> DATA FOR THIS TASK:
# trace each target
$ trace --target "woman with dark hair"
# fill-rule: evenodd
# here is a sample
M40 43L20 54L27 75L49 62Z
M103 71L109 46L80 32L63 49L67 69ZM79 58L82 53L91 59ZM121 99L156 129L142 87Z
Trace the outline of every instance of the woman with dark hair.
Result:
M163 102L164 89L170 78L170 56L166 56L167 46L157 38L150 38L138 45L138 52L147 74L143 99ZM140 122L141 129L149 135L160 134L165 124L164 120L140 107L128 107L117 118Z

> WHAT IS ASKED: Return every line above that contains the string "with", treating uppercase and lowercase letters as different.

> ANSWER TO THE EXERCISE:
$ trace --target "woman with dark hair"
Trace the outline of every instance of the woman with dark hair.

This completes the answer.